TEXT BLOCK |
Published on Thursday, July 30, 2020 | 8:31 am

State Senator Anthony J. Portantino’s (D–Pasadena) SB 1299 which would create a program for cities to convert abandoned big box retail sites into affordable and workforce housing passed the Assembly Housing and Community Development Committee Wednesday with bipartisan support.

Under Portantino’s bill, local governments will be able to use these incentives to replace sales tax revenues previously generated from big box retail stores.

Specifically, SB 1299 will enable local cities to receive from HCD the average of the annual amount of sales tax revenue generated by that site for the last seven years if the site has been converted and occupied with new housing. The city would receive that average amount for a total of seven years.

The bill previously passed the Senate unanimously. Senator Portantino has long supported incentive based legislation and SB 1299 is consistent with that approach.

The Los Angeles County Business Federation (BizFed) suggested the bill idea to the Senator earlier in the year to help address Los Angeles County’s housing shortage.

“I am excited to be working with BizFed on this creative idea to generate more housing production. California’s severe housing shortage needs creative and financially viable proposals and this is one that has significant merit.  Despite having some of the highest incomes in the country, California is among the nation’s leaders in both housing insecurity and effective poverty rate. This bill will generate housing production and incentivizes local governments to build the truly affordable housing that Californians need,” commented Senator Portantino.

HCD estimates that California needs to build almost 200,000 housing units a year to keep up with demand and create a sustainable housing supply for Californians. Unfortunately, the state is achieving around half of that target, causing the problem to compound. The rise of e-commerce has cratered the demand for traditional shopping centers resulting in significant store closers.  The ongoing COVID-19 pandemic will likely contribute to this as well, as many stores that were on the brink face uncertain financial futures.

EXTRACTED INFORMATION |

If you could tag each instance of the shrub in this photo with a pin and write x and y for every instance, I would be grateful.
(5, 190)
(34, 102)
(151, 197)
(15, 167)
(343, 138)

PROBLEM A |
Copy out everything in the SB 1299 article from "The bill previously" down to "with that approach.".
PROBLEM B |
Answer these questions using the SB 1299 article:
(i) Which committee passed SB 1299 on Wednesday?
(ii) Which organization suggested the bill idea to the Senator?
(iii) How many housing units a year does HCD estimate California needs to build?

EXERCISE RESPONSE A |
The bill previously passed the Senate unanimously. Senator Portantino has long supported incentive based legislation and SB 1299 is consistent with that approach.

EXERCISE RESPONSE B |
(i) The Assembly Housing and Community Development Committee
(ii) The Los Angeles County Business Federation (BizFed)
(iii) Almost 200,000